***** Passage à lire *****
Conséquemment, les espaces de combat essentiels d’aujourd’hui sont ceux de l’économie et de l’opinion (terrains où dominent l’argent et le savoir), les deux se révélant d’ailleurs intimement liés, s’épaulant l’un l’autre. Dans chacune de ces deux sphères, il s’agit de décomposer les capacités d’information de l’adversaire et de paralyser sa volonté, de contrôler ses perceptions, et de s’adapter continûment, de faire preuve d’initiative tout en se « dispersant » régulièrement, pour n’offrir aucune prise à l’ennemi.
Les impératifs méthodologiques de la guerre économique, explique clairement Christian Harbulot, sont les suivants : il importe premièrement d’orienter son action en utilisant la grille de lecture « alliés-adversaires » (c’est-à-dire les phénomènes de coopétition) ; il faut ensuite mettre en œuvre des opérations d’intelligence économique offensives (essentiellement des stratégies d’influence), tout en veillant parallèlement à la sécurité des systèmes et réseaux d’information. Le but est de connaître l’adversaire, de pirater son savoir et de devancer ses initiatives. Quant à la guerre cognitive (c’est-à-dire l’utilisation de la connaissance comme outil de puissance non dominatrice), elle constitue l’arme « montante » de la guerre économique.
Il est certes difficile de retrouver son chemin dans cette jungle de concepts, tant ils s’entrecroisent, s’entremêlent et se confondent en partie. Mais intuitivement, on perçoit aisément l’essentiel, ce qu’il faut absolument retenir : c’est-à-dire que la guerre économique s’impose aujourd’hui comme la forme décisive de confrontation des intérêts de puissance. Ce qui compte désormais, c’est de dominer économiquement, par le pouvoir financier, par la puissance de l’argent plutôt que celle des bombes.
***** Entrées fournies *****
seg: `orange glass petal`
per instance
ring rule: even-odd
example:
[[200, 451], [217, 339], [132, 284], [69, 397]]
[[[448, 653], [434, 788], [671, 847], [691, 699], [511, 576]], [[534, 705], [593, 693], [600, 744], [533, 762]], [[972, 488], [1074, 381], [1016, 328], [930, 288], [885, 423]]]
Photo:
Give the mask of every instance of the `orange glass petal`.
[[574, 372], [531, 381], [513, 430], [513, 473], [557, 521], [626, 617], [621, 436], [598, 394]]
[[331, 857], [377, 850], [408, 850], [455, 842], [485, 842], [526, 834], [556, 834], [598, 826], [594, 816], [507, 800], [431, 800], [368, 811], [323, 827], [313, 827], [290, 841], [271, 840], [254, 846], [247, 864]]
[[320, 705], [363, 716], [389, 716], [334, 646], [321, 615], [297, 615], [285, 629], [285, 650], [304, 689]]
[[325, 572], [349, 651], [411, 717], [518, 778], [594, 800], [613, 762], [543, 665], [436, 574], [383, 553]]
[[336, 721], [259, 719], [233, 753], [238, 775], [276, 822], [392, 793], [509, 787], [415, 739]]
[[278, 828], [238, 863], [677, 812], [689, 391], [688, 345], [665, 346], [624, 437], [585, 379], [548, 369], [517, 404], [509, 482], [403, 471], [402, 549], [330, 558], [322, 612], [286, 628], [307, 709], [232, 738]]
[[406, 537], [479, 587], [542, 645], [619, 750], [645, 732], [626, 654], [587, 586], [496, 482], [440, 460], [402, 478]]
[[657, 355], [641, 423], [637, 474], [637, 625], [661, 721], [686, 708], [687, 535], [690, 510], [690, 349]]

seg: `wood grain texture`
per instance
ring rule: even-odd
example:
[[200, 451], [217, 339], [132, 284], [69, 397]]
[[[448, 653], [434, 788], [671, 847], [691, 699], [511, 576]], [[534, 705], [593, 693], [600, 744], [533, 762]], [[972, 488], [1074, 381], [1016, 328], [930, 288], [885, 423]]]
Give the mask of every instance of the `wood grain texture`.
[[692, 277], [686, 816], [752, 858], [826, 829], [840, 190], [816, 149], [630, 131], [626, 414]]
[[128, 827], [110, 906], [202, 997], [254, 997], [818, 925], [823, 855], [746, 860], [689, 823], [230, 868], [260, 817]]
*****
▸ Tâches à réaliser:
a) Dans le passage sur la guerre économique, citez mot pour mot la partie qui s'ouvre sur les mots contenant « Il est certes » et se ferme sur « celle des bombes. ».
b) Reproduisez à l'identique les entrées, depuis leur toute première ligne jusqu'à la ligne contenant « 709], [232, 738]] », celle-ci comprise.

▸ Résultats par tâche:
a)
Il est certes difficile de retrouver son chemin dans cette jungle de concepts, tant ils s’entrecroisent, s’entremêlent et se confondent en partie. Mais intuitivement, on perçoit aisément l’essentiel, ce qu’il faut absolument retenir : c’est-à-dire que la guerre économique s’impose aujourd’hui comme la forme décisive de confrontation des intérêts de puissance. Ce qui compte désormais, c’est de dominer économiquement, par le pouvoir financier, par la puissance de l’argent plutôt que celle des bombes.

b)
seg: `orange glass petal`
per instance
ring rule: even-odd
example:
[[200, 451], [217, 339], [132, 284], [69, 397]]
[[[448, 653], [434, 788], [671, 847], [691, 699], [511, 576]], [[534, 705], [593, 693], [600, 744], [533, 762]], [[972, 488], [1074, 381], [1016, 328], [930, 288], [885, 423]]]
Photo:
Give the mask of every instance of the `orange glass petal`.
[[574, 372], [531, 381], [513, 430], [513, 473], [557, 521], [626, 617], [621, 436], [598, 394]]
[[331, 857], [377, 850], [408, 850], [455, 842], [485, 842], [526, 834], [556, 834], [598, 826], [594, 816], [507, 800], [431, 800], [368, 811], [323, 827], [313, 827], [290, 841], [271, 840], [254, 846], [247, 864]]
[[320, 705], [363, 716], [389, 716], [334, 646], [321, 615], [297, 615], [285, 629], [285, 650], [304, 689]]
[[325, 572], [349, 651], [411, 717], [518, 778], [594, 800], [613, 762], [543, 665], [436, 574], [383, 553]]
[[336, 721], [259, 719], [233, 753], [238, 775], [276, 822], [392, 793], [509, 787], [415, 739]]
[[278, 828], [238, 863], [677, 812], [689, 391], [688, 345], [665, 346], [624, 437], [585, 379], [548, 369], [517, 404], [509, 482], [403, 471], [402, 549], [330, 558], [322, 612], [286, 628], [307, 709], [232, 738]]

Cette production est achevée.